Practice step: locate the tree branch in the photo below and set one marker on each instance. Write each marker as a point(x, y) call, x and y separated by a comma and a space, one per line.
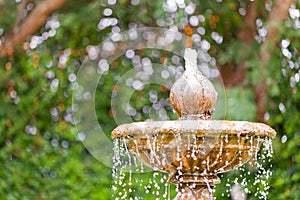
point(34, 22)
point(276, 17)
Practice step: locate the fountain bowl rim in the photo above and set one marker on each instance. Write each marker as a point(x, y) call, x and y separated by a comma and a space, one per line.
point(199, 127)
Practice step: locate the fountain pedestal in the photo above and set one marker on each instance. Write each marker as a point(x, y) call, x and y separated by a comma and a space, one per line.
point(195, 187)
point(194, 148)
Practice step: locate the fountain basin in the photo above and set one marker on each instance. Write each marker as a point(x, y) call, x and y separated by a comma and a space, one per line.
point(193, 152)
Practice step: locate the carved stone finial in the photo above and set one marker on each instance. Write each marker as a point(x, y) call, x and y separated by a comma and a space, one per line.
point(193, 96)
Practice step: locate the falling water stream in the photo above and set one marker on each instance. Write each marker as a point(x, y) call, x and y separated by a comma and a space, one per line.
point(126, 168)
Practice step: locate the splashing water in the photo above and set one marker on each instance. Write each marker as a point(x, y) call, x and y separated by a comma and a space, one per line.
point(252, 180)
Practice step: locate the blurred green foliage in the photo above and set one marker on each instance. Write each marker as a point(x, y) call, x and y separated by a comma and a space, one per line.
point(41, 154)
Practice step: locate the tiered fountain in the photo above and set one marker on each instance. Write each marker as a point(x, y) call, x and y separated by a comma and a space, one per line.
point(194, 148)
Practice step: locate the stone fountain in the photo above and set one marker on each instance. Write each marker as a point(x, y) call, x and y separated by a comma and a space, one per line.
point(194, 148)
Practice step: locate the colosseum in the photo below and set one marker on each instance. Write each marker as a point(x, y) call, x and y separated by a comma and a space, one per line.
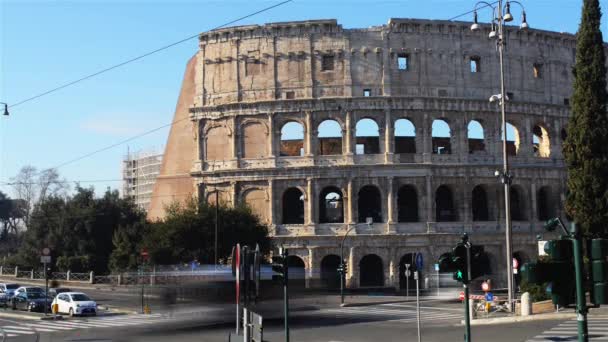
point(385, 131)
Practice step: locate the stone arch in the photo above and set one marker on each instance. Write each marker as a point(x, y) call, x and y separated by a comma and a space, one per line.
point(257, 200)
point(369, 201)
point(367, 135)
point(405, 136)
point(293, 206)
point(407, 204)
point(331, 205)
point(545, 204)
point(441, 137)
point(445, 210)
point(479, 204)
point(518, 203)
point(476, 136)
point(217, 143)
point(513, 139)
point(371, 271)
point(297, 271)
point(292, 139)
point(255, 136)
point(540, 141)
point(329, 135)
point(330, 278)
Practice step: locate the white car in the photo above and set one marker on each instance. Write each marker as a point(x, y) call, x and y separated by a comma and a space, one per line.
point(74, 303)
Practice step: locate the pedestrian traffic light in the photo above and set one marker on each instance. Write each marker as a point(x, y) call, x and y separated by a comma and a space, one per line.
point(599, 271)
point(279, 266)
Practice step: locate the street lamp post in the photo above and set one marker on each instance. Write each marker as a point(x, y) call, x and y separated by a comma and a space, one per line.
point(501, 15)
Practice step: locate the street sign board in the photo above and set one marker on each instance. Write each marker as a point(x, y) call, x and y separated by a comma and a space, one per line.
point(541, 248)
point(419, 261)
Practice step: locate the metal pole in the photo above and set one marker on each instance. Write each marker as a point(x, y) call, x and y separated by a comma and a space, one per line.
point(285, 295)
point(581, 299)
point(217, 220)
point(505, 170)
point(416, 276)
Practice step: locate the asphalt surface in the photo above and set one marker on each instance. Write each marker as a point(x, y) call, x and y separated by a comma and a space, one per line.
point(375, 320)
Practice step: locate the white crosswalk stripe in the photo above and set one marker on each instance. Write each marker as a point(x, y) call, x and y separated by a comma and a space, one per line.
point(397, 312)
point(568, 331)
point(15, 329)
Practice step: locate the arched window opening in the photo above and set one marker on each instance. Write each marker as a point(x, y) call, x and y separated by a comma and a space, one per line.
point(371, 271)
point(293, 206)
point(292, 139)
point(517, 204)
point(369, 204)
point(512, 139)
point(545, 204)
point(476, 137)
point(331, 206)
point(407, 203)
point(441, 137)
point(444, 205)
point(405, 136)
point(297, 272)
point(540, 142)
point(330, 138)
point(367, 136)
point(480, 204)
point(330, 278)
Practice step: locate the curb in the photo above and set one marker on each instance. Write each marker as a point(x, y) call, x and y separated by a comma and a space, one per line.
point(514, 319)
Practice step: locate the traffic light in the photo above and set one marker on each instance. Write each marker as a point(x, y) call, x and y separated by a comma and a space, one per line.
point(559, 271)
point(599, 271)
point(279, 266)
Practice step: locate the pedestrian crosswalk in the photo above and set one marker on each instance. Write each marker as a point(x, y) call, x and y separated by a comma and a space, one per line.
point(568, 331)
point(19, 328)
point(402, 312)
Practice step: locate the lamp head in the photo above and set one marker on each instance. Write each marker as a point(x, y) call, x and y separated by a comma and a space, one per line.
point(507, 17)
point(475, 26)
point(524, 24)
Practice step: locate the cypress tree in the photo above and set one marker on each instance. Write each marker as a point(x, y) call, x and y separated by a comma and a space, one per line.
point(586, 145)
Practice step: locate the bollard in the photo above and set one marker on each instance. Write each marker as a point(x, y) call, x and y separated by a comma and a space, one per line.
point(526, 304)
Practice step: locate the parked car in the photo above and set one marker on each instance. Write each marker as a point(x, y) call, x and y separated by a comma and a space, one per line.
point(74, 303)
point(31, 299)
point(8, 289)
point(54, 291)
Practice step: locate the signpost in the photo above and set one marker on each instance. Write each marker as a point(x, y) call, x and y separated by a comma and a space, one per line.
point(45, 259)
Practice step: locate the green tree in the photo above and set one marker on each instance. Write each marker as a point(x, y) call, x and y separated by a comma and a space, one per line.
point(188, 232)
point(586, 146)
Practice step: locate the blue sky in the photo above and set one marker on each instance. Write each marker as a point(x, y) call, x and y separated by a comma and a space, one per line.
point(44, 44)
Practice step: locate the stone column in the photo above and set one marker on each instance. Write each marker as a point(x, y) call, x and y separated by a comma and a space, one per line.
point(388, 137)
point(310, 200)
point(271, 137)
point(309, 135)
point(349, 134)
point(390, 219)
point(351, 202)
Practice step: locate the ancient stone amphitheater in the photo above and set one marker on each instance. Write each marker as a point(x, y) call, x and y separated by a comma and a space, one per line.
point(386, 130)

* * * * * * * * *

Task prompt
Please copy out every row above word for word, leaving out the pictures.

Finished exercise
Practice step: locate the tree branch in the photo below and set one marker on each instance. Write each marker as a point(x, y) call, x and y separated by a comma and a space, one per line.
point(34, 22)
point(276, 17)
Practice step: locate the fountain bowl rim in the photo above and set one marker on each instance. Write each marker as a point(x, y) call, x and y separated by a comma and a space, one per line.
point(199, 127)
Practice step: locate the fountain pedestal in the photo above and set one marker on each instance. Write each marker as a point(x, y) call, x and y separated by a comma and a space, one per line.
point(195, 187)
point(194, 148)
Practice step: locate the fountain basin in the photo above and set one marker on each instance. Write each marker as a point(x, y) call, x and y separated by a comma and a space, one per line.
point(193, 152)
Practice step: locate the carved stone finial in the photo above and set one marker on each instance. Write each marker as a point(x, y) call, x and y separated by a comma and a space, one per line.
point(193, 96)
Practice step: locate the falling water stream in the photo above and set one marker on each instance. Write each marker as a point(x, y) call, x and y separated by a comma and a space, one per line.
point(126, 168)
Practice step: locate the splashing water in the photo above and set one marker on each instance. Write each marker as a point(x, y) call, x and y separated by a comma and a space, one per line.
point(252, 180)
Practice step: locate the blurred green foliage in the photo above and set one marker on each instance. Write each marker as a point(x, y) call, x and y separated by a comma and a space, one per line.
point(41, 154)
Practice step: locate the tiered fountain in the photo above and set one marker on each instance. Write each marker as a point(x, y) call, x and y separated by a comma and a space, one per line.
point(194, 148)
Practice step: locate the stone fountain in the photo above and set one marker on each instance. Write each marker as a point(x, y) call, x and y separated by a comma and a space, one per line.
point(194, 148)
Practice step: locate the colosseum in the photo below and set one marker on each instance. Write each marker as a point(x, y) call, x and y separated by a comma and a space, one per line.
point(385, 131)
Practice step: locate the stone arch in the photo above and set one marker on each instance. Write each marker as a point(x, y) call, x and y separated by a comma and a space, one per line.
point(257, 200)
point(369, 201)
point(367, 135)
point(405, 136)
point(293, 206)
point(407, 204)
point(331, 205)
point(545, 204)
point(441, 137)
point(445, 210)
point(479, 204)
point(518, 203)
point(476, 136)
point(217, 143)
point(513, 139)
point(371, 271)
point(297, 271)
point(292, 139)
point(255, 136)
point(540, 141)
point(329, 135)
point(330, 278)
Practice step: locate the white car in the photo above and set one marker on each instance. Write each marker as a point(x, y) call, x and y separated by a comma and a space, one per line.
point(74, 303)
Practice step: locate the pedestrian traffic light in the photo above and set one marker on each instance. Write each marker as a point(x, y) call, x and y separated by a comma and a space, one per line.
point(599, 271)
point(279, 266)
Practice step: locate the street lamp post in the photo above and set one marker on each instance. Write each marker as a point(x, y) call, x and y separated by a comma and a space, one per line.
point(501, 15)
Practice step: locate the street sign board in the photo above and set one marker on each instance. Write each marker as a point(x, y) call, x and y separated by a comma and a space, one per line.
point(541, 248)
point(419, 261)
Practice step: locate the metal pole in the photo above and set one marker on each instance. Write each marker as a point(x, y) call, x and y separated by a comma and a space, one per line.
point(285, 295)
point(581, 299)
point(217, 220)
point(505, 170)
point(416, 276)
Practice step: locate the asphalt surface in the photo above and set one marker on each instance. Write each marker as a point(x, y) call, x and y separated by a comma and a space, one per line.
point(375, 320)
Practice step: locate the white crosswalk stripe in the photo above and set one marker on each instance. Write each marker as a point(x, y) call, x and y separated by a comma and a space, one per line.
point(397, 312)
point(568, 331)
point(15, 329)
Practice step: locate the arched window opening in the photo above and set one marker on each instance. Write each marker as a point(x, y) call, x and y separated by a comma and a space, one per line.
point(371, 271)
point(293, 206)
point(292, 139)
point(517, 204)
point(369, 204)
point(512, 139)
point(545, 204)
point(476, 137)
point(331, 206)
point(407, 203)
point(441, 137)
point(444, 205)
point(405, 136)
point(297, 272)
point(540, 142)
point(330, 138)
point(367, 136)
point(480, 204)
point(330, 278)
Practice step: locate the curb in the photo above and set one marker on each instance. Write each marker as a point(x, y) call, x and y separated by a comma and a space, one per line.
point(514, 319)
Practice step: locate the traffic light in the photo above and set one marker on each instance. Write each marker as a point(x, y) call, x and y separated by a comma and a space, one per line.
point(559, 271)
point(599, 271)
point(279, 266)
Practice step: locate the pedestrian crosswalk in the photo above and set one marker on each instance. Write each marker as a point(x, y) call, x and y separated by a comma and a space, one per line.
point(568, 331)
point(19, 328)
point(402, 312)
Practice step: locate the lamp head in the photo above and set one marker on each instance. Write each marker as a point(x, y) call, x and y separated by a comma and a space, one per line.
point(507, 17)
point(475, 26)
point(524, 24)
Practice step: locate the cypress tree in the photo above and set one marker on each instance. Write each marker as a point(x, y) call, x and y separated by a comma and a space, one per line.
point(586, 145)
Practice step: locate the bollard in the photo above and set one marker on each instance. Write each marker as a point(x, y) call, x and y separated by a comma and a space, one per line.
point(526, 304)
Practice step: locate the parked car in the photo above and set one marker on each instance. Write each marker as a point(x, y) call, x and y separated by a comma and a space, one per line.
point(74, 303)
point(31, 299)
point(8, 289)
point(54, 291)
Practice step: locate the signpost in the photo above and set one marker on each instance. Write each marker as a point(x, y) call, x and y separated by a comma and a space, one per line.
point(45, 259)
Practice step: locate the green tree in the photo above and set one marker on each instance. Write each marker as a point(x, y) call, x and y separated by a comma and a space, one per line.
point(188, 232)
point(586, 146)
Practice step: locate the blue sky in the photo above and set one marker on each instance. Write each marker as a point(x, y) call, x and y separated by a comma and a space, one per line.
point(44, 44)
Practice step: locate the stone column in the photo above and set one marker on each instance. Write each marker as a point(x, y) call, x and y separated by a comma and a space, one per line.
point(388, 137)
point(310, 200)
point(271, 137)
point(309, 135)
point(349, 134)
point(390, 219)
point(351, 202)
Practice step: locate the ancient stone amphitheater in the photo above and set one marker on each instance. Write each marker as a point(x, y) call, x and y separated by a comma and a space, one per line.
point(386, 130)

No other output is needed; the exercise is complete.